Problem requirements |
Edit the records starting at the line containing "# point at: sliding" and ending at the line containing "x=98, y=287": write those lines out again with "wicker basket" changed to "woven basket" and nothing else altered.

Location identification records |
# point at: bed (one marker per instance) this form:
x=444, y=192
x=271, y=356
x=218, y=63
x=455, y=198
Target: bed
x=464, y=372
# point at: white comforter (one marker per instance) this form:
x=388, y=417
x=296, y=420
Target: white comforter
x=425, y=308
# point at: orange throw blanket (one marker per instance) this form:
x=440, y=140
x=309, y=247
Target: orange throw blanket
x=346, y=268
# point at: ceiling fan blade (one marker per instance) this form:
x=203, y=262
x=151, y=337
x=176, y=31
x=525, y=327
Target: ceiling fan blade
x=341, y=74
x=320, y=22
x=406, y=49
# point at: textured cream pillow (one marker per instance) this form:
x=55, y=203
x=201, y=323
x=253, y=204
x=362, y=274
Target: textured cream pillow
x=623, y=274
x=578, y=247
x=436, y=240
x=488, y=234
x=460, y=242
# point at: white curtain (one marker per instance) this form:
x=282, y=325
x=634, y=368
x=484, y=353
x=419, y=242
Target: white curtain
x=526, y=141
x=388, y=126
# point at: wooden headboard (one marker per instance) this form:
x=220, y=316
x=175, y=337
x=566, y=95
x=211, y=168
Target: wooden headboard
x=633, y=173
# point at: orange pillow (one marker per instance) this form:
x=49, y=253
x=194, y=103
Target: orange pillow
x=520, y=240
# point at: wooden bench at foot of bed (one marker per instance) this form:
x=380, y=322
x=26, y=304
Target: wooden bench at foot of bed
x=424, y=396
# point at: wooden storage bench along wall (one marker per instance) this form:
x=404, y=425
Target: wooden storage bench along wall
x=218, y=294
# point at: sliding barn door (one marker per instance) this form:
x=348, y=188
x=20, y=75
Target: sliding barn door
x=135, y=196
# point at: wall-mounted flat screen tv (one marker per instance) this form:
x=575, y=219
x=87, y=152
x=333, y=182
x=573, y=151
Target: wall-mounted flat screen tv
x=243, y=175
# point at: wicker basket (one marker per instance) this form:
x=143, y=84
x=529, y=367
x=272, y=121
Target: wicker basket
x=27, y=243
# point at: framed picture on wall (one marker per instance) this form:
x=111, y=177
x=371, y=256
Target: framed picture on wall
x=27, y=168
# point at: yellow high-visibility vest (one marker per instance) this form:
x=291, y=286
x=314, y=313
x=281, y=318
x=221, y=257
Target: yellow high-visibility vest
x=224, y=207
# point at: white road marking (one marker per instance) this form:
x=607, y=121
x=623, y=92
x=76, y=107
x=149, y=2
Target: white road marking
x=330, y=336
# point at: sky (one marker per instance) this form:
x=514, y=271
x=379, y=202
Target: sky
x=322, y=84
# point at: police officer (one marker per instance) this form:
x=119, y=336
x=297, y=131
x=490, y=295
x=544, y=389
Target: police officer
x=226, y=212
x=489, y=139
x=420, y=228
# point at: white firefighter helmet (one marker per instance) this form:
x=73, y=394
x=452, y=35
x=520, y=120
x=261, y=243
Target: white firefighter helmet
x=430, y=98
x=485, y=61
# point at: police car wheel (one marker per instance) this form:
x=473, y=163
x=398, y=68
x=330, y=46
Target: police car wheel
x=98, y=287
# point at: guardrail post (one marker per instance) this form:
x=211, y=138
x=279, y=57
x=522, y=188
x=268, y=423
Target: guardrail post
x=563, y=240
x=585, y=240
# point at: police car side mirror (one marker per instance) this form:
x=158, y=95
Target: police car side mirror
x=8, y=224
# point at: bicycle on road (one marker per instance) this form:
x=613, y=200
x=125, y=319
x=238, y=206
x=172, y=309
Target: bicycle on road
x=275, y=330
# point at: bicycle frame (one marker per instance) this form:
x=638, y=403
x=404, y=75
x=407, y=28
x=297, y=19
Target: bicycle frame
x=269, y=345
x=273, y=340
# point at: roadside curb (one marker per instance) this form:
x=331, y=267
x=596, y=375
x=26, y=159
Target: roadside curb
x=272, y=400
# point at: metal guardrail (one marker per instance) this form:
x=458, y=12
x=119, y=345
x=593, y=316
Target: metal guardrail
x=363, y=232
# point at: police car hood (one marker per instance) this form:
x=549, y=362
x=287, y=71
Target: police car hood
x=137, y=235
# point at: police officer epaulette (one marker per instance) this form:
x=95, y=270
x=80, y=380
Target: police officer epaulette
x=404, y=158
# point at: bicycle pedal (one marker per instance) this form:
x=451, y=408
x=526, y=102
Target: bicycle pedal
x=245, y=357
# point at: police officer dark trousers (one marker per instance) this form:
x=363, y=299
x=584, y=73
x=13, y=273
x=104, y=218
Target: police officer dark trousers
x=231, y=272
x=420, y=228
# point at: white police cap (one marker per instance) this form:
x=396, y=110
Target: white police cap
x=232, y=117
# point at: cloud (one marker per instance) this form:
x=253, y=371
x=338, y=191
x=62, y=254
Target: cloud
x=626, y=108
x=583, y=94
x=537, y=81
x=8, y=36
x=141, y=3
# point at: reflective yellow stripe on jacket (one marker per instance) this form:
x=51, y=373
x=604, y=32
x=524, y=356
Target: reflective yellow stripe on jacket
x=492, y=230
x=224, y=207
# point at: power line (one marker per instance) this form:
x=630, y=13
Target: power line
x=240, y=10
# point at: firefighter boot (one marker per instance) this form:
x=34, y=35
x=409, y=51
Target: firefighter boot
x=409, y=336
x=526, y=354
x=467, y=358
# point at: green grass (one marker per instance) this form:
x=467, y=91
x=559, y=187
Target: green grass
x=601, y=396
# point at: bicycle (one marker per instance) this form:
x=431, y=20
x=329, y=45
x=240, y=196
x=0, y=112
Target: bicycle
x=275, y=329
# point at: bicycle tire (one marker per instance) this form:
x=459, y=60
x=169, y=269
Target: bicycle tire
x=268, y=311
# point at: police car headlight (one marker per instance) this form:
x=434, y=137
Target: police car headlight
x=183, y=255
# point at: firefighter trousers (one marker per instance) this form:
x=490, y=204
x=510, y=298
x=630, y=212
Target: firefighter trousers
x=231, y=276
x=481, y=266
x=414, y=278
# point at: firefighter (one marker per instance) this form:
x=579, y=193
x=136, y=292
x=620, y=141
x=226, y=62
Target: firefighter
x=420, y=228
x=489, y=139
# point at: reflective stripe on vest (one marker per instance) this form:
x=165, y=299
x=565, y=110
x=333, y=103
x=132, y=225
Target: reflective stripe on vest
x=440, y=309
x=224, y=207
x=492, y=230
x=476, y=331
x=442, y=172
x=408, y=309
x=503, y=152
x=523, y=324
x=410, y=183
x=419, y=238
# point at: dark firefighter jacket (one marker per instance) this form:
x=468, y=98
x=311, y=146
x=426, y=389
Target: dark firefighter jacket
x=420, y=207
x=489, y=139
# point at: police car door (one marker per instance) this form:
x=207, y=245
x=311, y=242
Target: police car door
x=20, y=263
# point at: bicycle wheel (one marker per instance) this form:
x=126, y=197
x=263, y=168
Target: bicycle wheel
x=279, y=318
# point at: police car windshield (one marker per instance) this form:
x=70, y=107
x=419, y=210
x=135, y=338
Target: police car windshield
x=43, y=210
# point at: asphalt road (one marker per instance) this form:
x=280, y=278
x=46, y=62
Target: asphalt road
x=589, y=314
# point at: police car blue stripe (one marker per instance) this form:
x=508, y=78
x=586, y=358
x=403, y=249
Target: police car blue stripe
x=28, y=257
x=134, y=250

Full answer |
# point at: sliding barn door (one marker per instance) this form:
x=348, y=188
x=20, y=75
Target: sliding barn door
x=135, y=196
# point at: wall-mounted flat screen tv (one marker per instance) this form:
x=575, y=219
x=87, y=152
x=333, y=182
x=573, y=151
Target: wall-mounted flat screen tv
x=243, y=175
# point at: woven basket (one marker per instance) this form:
x=143, y=84
x=529, y=367
x=272, y=121
Target: woven basket
x=27, y=243
# point at: framed picture on wall (one marker per instance) this form:
x=111, y=177
x=371, y=256
Target: framed picture on wall
x=27, y=168
# point at: yellow high-visibility vest (one marker per instance) this form:
x=291, y=286
x=314, y=313
x=281, y=318
x=221, y=257
Target: yellow high-visibility vest
x=224, y=207
# point at: white road marking (one marker per instance) this form:
x=607, y=121
x=623, y=92
x=76, y=107
x=149, y=2
Target: white road marking
x=330, y=336
# point at: sky (one marker per instance) this form:
x=514, y=271
x=379, y=202
Target: sky
x=322, y=84
# point at: police officer (one marker per instance) this form:
x=119, y=336
x=297, y=131
x=490, y=295
x=544, y=389
Target: police officer
x=226, y=212
x=489, y=139
x=420, y=228
# point at: white firefighter helmet (one marker per instance) this form:
x=73, y=394
x=452, y=35
x=520, y=120
x=261, y=243
Target: white firefighter helmet
x=430, y=98
x=485, y=61
# point at: police car wheel (one marker per instance) this form:
x=473, y=163
x=398, y=68
x=330, y=46
Target: police car wheel
x=98, y=287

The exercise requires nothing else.